▶ [PROBLEM]: Please write out the records again, starting with their first line and going on through the line with "[520,455,997,547]", requests unchanged. Scale every coordinate in the answers by 2.45 and round each result to a whole number, with halves rounded up.

-- Begin DATA IN THIS EXERCISE --

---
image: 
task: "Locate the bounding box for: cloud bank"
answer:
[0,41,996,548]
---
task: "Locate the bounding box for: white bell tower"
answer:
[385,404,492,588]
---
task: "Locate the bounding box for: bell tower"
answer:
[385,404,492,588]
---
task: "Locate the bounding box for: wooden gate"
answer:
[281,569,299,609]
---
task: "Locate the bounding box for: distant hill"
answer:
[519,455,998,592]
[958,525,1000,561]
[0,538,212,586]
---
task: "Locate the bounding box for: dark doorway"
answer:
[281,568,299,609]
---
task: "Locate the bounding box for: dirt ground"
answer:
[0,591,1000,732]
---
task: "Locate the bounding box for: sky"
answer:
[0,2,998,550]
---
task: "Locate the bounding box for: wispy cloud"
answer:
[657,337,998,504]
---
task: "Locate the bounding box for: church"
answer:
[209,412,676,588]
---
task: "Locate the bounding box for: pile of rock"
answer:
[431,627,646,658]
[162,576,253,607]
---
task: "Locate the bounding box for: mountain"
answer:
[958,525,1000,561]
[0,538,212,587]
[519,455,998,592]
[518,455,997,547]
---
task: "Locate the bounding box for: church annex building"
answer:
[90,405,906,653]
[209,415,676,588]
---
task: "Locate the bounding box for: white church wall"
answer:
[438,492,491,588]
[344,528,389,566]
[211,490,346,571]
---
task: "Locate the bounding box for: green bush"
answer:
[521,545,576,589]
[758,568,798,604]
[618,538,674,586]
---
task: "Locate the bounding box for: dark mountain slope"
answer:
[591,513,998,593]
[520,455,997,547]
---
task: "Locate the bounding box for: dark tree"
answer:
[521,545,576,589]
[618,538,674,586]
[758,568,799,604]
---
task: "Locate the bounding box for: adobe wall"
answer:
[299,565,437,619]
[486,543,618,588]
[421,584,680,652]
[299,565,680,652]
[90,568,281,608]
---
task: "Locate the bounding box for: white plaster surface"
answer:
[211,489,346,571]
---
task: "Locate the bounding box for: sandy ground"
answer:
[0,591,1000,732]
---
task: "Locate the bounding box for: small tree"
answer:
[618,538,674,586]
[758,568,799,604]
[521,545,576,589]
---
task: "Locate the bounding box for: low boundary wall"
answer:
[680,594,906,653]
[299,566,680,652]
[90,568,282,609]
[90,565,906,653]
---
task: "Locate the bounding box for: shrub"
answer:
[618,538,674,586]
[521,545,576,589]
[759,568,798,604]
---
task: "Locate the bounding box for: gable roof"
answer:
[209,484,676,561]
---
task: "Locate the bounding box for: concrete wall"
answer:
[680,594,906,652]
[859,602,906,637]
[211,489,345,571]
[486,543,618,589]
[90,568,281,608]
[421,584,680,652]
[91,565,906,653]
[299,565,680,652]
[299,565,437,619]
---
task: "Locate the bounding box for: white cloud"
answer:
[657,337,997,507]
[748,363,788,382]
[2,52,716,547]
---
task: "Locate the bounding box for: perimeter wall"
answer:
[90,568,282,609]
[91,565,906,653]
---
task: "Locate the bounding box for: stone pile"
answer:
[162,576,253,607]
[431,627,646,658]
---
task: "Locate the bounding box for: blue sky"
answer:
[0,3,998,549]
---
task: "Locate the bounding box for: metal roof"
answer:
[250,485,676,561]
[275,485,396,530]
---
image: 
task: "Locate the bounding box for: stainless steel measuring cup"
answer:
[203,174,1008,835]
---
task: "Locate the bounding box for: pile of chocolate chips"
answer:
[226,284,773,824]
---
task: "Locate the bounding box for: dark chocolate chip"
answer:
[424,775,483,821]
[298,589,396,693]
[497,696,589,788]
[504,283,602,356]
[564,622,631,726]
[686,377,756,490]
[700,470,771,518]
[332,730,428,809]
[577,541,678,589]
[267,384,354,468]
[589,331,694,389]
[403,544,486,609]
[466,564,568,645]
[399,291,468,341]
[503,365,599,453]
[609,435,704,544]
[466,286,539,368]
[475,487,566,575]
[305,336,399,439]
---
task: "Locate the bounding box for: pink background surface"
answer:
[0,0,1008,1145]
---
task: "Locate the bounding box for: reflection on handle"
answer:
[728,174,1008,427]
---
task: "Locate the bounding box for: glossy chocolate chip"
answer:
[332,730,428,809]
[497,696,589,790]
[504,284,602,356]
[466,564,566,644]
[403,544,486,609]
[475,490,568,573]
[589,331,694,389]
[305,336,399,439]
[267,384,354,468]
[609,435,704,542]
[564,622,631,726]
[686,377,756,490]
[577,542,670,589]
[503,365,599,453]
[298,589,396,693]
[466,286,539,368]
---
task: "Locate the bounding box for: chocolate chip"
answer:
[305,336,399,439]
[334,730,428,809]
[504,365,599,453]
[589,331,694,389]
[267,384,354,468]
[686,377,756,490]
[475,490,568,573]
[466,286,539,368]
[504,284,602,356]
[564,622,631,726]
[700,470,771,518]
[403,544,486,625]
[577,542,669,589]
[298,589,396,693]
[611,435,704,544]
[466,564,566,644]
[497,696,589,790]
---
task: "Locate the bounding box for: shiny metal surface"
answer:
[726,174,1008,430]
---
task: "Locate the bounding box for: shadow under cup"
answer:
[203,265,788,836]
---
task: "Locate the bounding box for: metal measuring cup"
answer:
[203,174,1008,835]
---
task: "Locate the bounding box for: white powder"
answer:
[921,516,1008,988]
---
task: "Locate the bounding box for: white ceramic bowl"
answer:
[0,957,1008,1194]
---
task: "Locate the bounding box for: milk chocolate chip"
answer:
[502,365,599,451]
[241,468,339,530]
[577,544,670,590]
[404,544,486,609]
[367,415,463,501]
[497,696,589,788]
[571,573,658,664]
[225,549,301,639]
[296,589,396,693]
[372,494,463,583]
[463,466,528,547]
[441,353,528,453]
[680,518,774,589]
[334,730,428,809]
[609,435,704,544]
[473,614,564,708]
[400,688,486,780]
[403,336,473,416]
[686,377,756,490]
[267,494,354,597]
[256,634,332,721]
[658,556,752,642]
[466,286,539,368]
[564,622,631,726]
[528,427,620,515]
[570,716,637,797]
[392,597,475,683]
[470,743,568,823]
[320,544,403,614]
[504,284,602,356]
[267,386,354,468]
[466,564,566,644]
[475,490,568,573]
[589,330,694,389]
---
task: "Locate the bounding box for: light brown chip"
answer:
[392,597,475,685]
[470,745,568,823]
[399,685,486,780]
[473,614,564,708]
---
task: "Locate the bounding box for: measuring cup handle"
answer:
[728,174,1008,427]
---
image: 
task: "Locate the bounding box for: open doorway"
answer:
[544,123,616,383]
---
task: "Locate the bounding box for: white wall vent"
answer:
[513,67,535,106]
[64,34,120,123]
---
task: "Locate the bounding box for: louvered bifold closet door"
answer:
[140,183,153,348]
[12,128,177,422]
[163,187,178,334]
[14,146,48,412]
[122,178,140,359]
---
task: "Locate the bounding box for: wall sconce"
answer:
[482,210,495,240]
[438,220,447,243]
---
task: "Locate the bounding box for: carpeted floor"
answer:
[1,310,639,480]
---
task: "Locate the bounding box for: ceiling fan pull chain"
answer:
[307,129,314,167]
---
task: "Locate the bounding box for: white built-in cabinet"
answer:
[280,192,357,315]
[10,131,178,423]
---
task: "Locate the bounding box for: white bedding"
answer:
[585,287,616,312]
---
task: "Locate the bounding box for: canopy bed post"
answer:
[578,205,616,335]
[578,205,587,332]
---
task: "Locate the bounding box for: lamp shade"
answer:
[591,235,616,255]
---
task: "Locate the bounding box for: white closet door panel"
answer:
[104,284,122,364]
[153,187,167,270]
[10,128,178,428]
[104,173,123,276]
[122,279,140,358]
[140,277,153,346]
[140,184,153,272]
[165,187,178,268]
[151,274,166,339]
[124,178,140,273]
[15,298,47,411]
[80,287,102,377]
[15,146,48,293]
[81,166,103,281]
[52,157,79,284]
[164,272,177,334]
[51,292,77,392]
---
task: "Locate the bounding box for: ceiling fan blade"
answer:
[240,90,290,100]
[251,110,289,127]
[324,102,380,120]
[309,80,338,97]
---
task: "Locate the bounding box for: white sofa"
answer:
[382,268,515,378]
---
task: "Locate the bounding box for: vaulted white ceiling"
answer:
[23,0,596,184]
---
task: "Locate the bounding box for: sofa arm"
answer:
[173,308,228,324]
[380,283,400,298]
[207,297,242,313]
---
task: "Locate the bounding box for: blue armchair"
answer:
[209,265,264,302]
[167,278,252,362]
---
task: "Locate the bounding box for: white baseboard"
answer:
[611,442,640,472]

-- End DATA IN THIS EXERCISE --

▶ [TASK RESULT]:
---
image: 
task: "Locate the bounding box for: cloud bank"
answer:
[0,100,2440,1343]
---
task: "Locate the bounding box for: white bell tower"
answer:
[943,990,1205,1441]
---
task: "Locate the bounding box for: bell tower"
answer:
[943,990,1205,1441]
---
task: "Locate the bounding box for: wooden gate"
answer:
[688,1394,733,1492]
---
task: "Locate the bounding box for: distant hill"
answer:
[1272,1115,2445,1450]
[2347,1286,2450,1374]
[0,1318,519,1436]
---
task: "Locate the bounding box for: dark doorway"
answer:
[688,1392,733,1492]
---
task: "Locate the bounding box for: dirt ground"
answer:
[0,1448,2450,1793]
---
task: "Locate the bounding box for: sky"
answer:
[0,5,2445,1348]
---
task: "Locate the bounding box for: wispy cloud"
answer:
[1610,826,2445,1235]
---
task: "Locate the bounding box for: church"
answer:
[512,1009,1656,1441]
---
task: "Locate the bounding box for: pile of rock"
answer:
[1056,1536,1583,1612]
[397,1411,620,1487]
---
task: "Locate the bounding box for: mountain"
answer:
[2347,1286,2450,1374]
[0,1318,519,1438]
[1272,1115,2445,1450]
[1269,1115,2443,1340]
---
task: "Locate the bounding box for: church annex building"
answer:
[221,992,2220,1600]
[512,1017,1656,1441]
---
task: "Locate the bounding box for: white church wall"
answer:
[1073,1205,1203,1441]
[843,1294,953,1387]
[517,1201,848,1399]
---
task: "Locate the bounding box for: green bush"
answer:
[1276,1335,1411,1443]
[1857,1392,1955,1480]
[1514,1318,1651,1436]
---
task: "Locate the bounding box for: dark mountain slope"
answer:
[1448,1257,2445,1453]
[1274,1115,2443,1340]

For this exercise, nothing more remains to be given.